[Image outline annotation entries]
※
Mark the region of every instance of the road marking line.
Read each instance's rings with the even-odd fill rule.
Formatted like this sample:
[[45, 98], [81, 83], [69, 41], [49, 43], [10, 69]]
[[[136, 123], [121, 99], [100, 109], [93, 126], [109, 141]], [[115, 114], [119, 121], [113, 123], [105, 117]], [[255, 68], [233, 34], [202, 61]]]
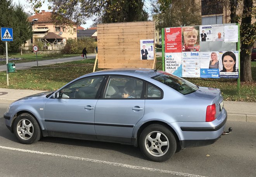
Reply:
[[33, 153], [35, 154], [40, 154], [42, 155], [48, 155], [51, 156], [62, 157], [66, 158], [69, 158], [71, 159], [73, 159], [73, 160], [78, 160], [85, 161], [87, 162], [91, 162], [97, 163], [102, 163], [102, 164], [109, 165], [110, 165], [117, 166], [123, 167], [125, 168], [128, 168], [135, 169], [138, 170], [143, 170], [147, 171], [149, 171], [150, 172], [158, 172], [159, 173], [170, 174], [173, 175], [176, 175], [178, 176], [185, 176], [187, 177], [204, 177], [203, 176], [200, 176], [199, 175], [192, 175], [191, 174], [181, 173], [179, 172], [173, 172], [171, 171], [161, 170], [159, 169], [144, 167], [140, 167], [139, 166], [131, 165], [127, 165], [123, 163], [115, 163], [115, 162], [111, 162], [104, 161], [103, 160], [99, 160], [95, 159], [84, 158], [83, 157], [76, 157], [71, 156], [69, 155], [62, 155], [61, 154], [55, 154], [54, 153], [49, 153], [48, 152], [32, 151], [32, 150], [28, 150], [26, 149], [20, 149], [19, 148], [12, 148], [10, 147], [6, 147], [6, 146], [0, 146], [0, 148], [1, 148], [2, 149], [7, 149], [9, 150], [12, 150], [14, 151], [19, 151], [21, 152]]

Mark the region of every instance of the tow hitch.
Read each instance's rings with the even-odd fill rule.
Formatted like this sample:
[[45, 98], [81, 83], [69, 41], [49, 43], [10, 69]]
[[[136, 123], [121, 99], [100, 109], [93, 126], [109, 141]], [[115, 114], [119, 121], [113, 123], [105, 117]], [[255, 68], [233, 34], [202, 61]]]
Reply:
[[226, 135], [226, 134], [229, 134], [232, 131], [232, 127], [228, 128], [228, 131], [223, 131], [222, 133], [222, 135]]

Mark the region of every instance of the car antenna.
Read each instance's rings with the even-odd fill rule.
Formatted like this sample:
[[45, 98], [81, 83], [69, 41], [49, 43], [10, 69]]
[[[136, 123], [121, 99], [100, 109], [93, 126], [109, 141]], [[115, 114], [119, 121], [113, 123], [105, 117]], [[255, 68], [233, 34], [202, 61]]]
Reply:
[[164, 59], [164, 61], [162, 63], [162, 64], [161, 64], [161, 65], [159, 65], [159, 66], [158, 66], [158, 67], [157, 67], [157, 68], [156, 69], [154, 70], [154, 71], [155, 72], [156, 72], [156, 71], [157, 71], [157, 70], [158, 69], [158, 68], [160, 68], [160, 67], [161, 66], [161, 65], [162, 65], [163, 64], [163, 63], [164, 63], [164, 62], [165, 61], [165, 60], [166, 60], [166, 59]]

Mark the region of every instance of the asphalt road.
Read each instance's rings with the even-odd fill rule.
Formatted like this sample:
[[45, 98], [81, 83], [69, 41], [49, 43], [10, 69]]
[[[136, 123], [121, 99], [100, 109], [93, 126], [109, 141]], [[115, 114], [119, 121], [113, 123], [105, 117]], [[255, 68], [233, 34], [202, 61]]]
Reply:
[[230, 135], [157, 163], [138, 148], [113, 143], [43, 137], [20, 144], [4, 123], [8, 106], [0, 104], [1, 177], [256, 176], [256, 123], [228, 121]]

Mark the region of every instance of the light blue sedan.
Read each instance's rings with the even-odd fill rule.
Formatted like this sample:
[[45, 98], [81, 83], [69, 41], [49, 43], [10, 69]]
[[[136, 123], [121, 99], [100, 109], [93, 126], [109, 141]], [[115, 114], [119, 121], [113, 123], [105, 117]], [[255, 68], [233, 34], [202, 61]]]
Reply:
[[20, 99], [4, 117], [22, 143], [42, 136], [115, 142], [139, 146], [147, 158], [162, 162], [229, 133], [223, 100], [219, 89], [162, 71], [111, 69]]

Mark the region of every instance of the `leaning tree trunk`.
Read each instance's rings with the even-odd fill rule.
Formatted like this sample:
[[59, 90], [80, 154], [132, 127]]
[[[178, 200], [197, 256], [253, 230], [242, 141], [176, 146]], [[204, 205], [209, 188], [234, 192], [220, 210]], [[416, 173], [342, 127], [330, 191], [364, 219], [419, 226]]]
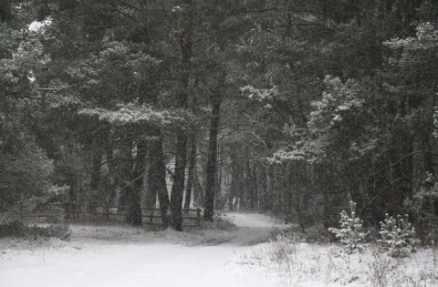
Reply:
[[205, 180], [205, 209], [203, 210], [203, 220], [206, 221], [213, 221], [214, 213], [214, 179], [216, 177], [217, 134], [219, 132], [221, 102], [221, 97], [217, 97], [214, 98], [212, 107]]
[[148, 189], [149, 192], [154, 190], [158, 194], [162, 226], [168, 228], [171, 223], [170, 201], [166, 185], [164, 153], [162, 152], [161, 131], [158, 128], [153, 135], [157, 138], [149, 143]]
[[193, 173], [194, 173], [194, 165], [196, 163], [196, 138], [194, 135], [191, 137], [191, 147], [190, 147], [190, 156], [189, 156], [189, 170], [187, 175], [187, 186], [185, 188], [185, 200], [184, 200], [184, 209], [190, 209], [190, 203], [192, 200], [192, 189], [193, 186]]
[[128, 218], [134, 225], [141, 225], [141, 190], [143, 187], [143, 173], [146, 166], [148, 146], [145, 141], [137, 144], [137, 156], [132, 172], [132, 179], [127, 187]]

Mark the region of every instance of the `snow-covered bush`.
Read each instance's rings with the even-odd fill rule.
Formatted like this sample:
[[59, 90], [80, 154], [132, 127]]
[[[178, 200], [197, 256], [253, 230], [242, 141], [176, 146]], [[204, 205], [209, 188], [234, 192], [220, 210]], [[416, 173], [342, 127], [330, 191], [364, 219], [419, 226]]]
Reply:
[[370, 235], [370, 231], [364, 232], [363, 220], [356, 217], [356, 202], [349, 201], [351, 209], [351, 218], [345, 210], [340, 212], [340, 229], [329, 228], [328, 231], [335, 233], [336, 237], [340, 239], [349, 253], [354, 251], [363, 251], [362, 243]]
[[381, 240], [379, 245], [388, 251], [392, 257], [408, 257], [412, 251], [415, 251], [417, 240], [415, 229], [408, 221], [408, 215], [404, 219], [398, 215], [396, 219], [385, 215], [384, 222], [381, 222]]

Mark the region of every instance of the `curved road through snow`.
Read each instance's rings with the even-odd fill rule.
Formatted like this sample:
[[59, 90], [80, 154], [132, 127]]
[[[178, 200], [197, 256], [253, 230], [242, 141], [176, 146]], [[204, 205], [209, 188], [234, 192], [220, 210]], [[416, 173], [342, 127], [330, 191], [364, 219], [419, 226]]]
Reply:
[[284, 225], [260, 214], [227, 216], [236, 231], [73, 225], [70, 241], [3, 239], [0, 286], [278, 286], [276, 273], [249, 266], [245, 254]]

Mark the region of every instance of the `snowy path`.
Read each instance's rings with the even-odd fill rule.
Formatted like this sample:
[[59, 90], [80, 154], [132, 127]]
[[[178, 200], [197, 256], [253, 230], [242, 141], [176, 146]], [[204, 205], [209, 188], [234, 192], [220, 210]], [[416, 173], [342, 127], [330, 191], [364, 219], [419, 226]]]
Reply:
[[228, 214], [235, 231], [145, 232], [72, 226], [70, 241], [0, 241], [1, 287], [278, 286], [242, 255], [277, 227], [266, 216]]

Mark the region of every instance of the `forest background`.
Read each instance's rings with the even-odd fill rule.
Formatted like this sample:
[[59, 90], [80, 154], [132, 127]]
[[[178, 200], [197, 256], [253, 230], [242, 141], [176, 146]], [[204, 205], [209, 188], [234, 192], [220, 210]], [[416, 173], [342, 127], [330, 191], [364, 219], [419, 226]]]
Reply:
[[[31, 25], [32, 24], [32, 25]], [[30, 26], [31, 25], [31, 26]], [[0, 209], [438, 215], [433, 0], [2, 0]], [[158, 200], [157, 200], [158, 199]]]

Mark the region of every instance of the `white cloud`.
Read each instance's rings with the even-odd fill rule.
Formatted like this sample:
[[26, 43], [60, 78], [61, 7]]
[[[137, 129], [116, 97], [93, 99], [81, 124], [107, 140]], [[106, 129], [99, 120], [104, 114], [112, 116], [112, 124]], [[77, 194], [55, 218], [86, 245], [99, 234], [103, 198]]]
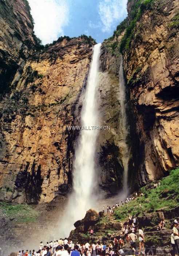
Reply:
[[91, 20], [90, 20], [88, 23], [88, 26], [91, 29], [98, 29], [101, 27], [100, 24], [95, 24], [92, 22]]
[[65, 0], [28, 0], [35, 23], [35, 34], [43, 44], [64, 35], [68, 23], [69, 8]]
[[127, 15], [127, 0], [100, 0], [99, 13], [103, 32], [111, 31], [114, 23]]

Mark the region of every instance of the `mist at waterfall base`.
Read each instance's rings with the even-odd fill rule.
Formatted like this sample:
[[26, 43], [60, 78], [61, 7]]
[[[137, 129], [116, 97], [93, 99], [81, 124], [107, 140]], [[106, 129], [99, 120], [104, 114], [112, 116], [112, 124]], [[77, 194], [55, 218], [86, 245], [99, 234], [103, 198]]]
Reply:
[[[100, 46], [100, 44], [94, 46], [81, 113], [81, 126], [99, 125], [97, 98]], [[87, 211], [96, 204], [98, 178], [95, 159], [98, 135], [96, 130], [80, 131], [75, 152], [73, 190], [60, 220], [59, 235], [62, 237], [69, 236], [74, 228], [74, 223], [83, 218]]]

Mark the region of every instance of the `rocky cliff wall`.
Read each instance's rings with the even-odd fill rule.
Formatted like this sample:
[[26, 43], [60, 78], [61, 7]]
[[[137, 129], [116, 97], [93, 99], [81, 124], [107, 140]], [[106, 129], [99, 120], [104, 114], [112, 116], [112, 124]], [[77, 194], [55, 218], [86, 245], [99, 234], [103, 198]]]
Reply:
[[[128, 7], [131, 19], [133, 2]], [[179, 165], [179, 11], [178, 1], [153, 1], [123, 52], [135, 117], [131, 126], [139, 140], [133, 150], [140, 185]]]
[[97, 143], [100, 184], [114, 193], [122, 188], [124, 172], [119, 86], [122, 58], [112, 56], [103, 44], [100, 59], [99, 116], [101, 125], [108, 129], [100, 131]]
[[27, 0], [0, 3], [0, 94], [8, 87], [19, 63], [34, 50], [36, 38]]
[[0, 105], [1, 200], [48, 202], [70, 188], [76, 132], [67, 126], [77, 123], [92, 50], [64, 40], [19, 67]]

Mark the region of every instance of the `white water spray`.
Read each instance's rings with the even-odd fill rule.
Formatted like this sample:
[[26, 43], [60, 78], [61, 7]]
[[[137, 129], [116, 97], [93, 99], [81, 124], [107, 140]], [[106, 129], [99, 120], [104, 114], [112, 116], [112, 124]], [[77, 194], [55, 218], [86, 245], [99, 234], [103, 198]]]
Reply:
[[130, 157], [130, 151], [127, 143], [127, 138], [128, 135], [128, 127], [127, 125], [127, 114], [126, 108], [126, 99], [125, 86], [125, 80], [123, 71], [123, 60], [121, 61], [119, 69], [119, 102], [121, 112], [122, 131], [121, 137], [122, 141], [120, 142], [120, 152], [122, 154], [122, 160], [124, 167], [123, 176], [123, 191], [126, 195], [128, 192], [128, 162]]
[[[98, 44], [94, 47], [81, 114], [81, 127], [98, 125], [96, 95], [100, 46]], [[98, 135], [97, 131], [94, 129], [80, 131], [73, 162], [73, 192], [60, 222], [59, 231], [62, 236], [68, 236], [74, 229], [74, 222], [84, 218], [87, 210], [95, 207], [97, 177], [95, 158]]]

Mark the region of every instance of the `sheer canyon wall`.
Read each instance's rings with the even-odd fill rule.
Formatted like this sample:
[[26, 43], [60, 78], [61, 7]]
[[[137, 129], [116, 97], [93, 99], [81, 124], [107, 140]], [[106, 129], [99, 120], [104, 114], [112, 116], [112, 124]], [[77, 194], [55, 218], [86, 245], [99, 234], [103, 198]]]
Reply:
※
TO DO: Give the lines of the data starting at the line containing "Mark the region of every instance of the light" and ending at the line containing "71], [111, 69]]" as a JSON list of strings, one per line, with blank lines left out.

IN RESPONSE:
[
  "Mark the region of every instance of the light blue sedan.",
  "Read each instance's rings with the even-odd fill rule.",
  "Formatted like this sample:",
  "[[45, 98], [81, 83], [69, 41], [49, 43], [10, 69]]",
  "[[[136, 123], [121, 99], [100, 109], [93, 126], [109, 141]], [[115, 114], [119, 121], [113, 123], [105, 117]], [[255, 68], [233, 34], [202, 61]]]",
  "Reply:",
  "[[20, 99], [4, 117], [22, 143], [42, 136], [115, 142], [139, 146], [147, 158], [162, 162], [229, 133], [223, 100], [219, 89], [162, 71], [111, 69]]"
]